▸ **INSTRUCTIONS**
a – Answer from the passage on perfusate-A:
(i) What is instilled first when perfusate-A is used?
(ii) According to some studies, how low a perfusate volume can achieve adequate synovial levels of certain antibiotics?
(iii) In which joint were synovial levels of amikacin documented?
b – Print everything in the passage on perfusate-A from "One advantage of" down to "mL or 30 mL).", word for word.

▸ **SOURCE PASSAGE**
BEGIN

One advantage of using perfusate-A in a clinical setting is that the antibiotic is instilled first. If, for example, the horse moves or there is a handling error and the perfusion has to be discontinued, the horse has received the complete dose of antibiotic. With reduced total volume, however, synovial levels may not reach adequate concentrations without a sufficient volume of diluent to follow the antibiotic. While some studies5 have shown that perfusate volumes as low as 20 mL can achieve adequate synovial levels of certain antibiotics, another study6 has documented that synovial levels of amikacin in the metacarpophalangeal joint were significantly higher using higher perfusate volumes (100 mL vs 60 mL or 30 mL).

END

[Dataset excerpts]
BEGIN

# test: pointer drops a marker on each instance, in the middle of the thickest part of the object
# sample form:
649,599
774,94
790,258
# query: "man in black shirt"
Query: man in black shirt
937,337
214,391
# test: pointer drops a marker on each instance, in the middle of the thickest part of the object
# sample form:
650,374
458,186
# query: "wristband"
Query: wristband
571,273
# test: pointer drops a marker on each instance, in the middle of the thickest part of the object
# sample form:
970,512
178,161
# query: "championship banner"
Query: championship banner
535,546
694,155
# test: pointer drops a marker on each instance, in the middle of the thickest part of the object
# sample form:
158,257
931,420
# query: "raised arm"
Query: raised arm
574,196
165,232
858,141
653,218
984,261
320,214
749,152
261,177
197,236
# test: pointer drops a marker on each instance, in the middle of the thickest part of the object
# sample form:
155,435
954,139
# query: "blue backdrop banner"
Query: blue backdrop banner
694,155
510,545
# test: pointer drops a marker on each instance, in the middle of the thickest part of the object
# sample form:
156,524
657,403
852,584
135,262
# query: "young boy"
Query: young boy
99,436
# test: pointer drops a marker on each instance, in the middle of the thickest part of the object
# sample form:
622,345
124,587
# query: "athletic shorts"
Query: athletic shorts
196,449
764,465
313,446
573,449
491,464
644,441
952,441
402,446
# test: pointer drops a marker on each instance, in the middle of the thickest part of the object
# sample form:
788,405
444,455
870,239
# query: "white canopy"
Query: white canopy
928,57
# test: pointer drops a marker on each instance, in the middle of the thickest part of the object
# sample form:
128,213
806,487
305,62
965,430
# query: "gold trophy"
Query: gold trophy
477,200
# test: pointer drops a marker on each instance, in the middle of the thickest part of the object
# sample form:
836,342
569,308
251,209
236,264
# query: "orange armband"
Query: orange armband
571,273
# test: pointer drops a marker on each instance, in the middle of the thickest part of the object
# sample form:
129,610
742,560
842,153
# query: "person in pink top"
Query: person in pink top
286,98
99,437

END

▸ **TASK RESPONSES**
a –
(i) The antibiotic.
(ii) 20 mL.
(iii) The metacarpophalangeal joint.

b –
One advantage of using perfusate-A in a clinical setting is that the antibiotic is instilled first. If, for example, the horse moves or there is a handling error and the perfusion has to be discontinued, the horse has received the complete dose of antibiotic. With reduced total volume, however, synovial levels may not reach adequate concentrations without a sufficient volume of diluent to follow the antibiotic. While some studies5 have shown that perfusate volumes as low as 20 mL can achieve adequate synovial levels of certain antibiotics, another study6 has documented that synovial levels of amikacin in the metacarpophalangeal joint were significantly higher using higher perfusate volumes (100 mL vs 60 mL or 30 mL).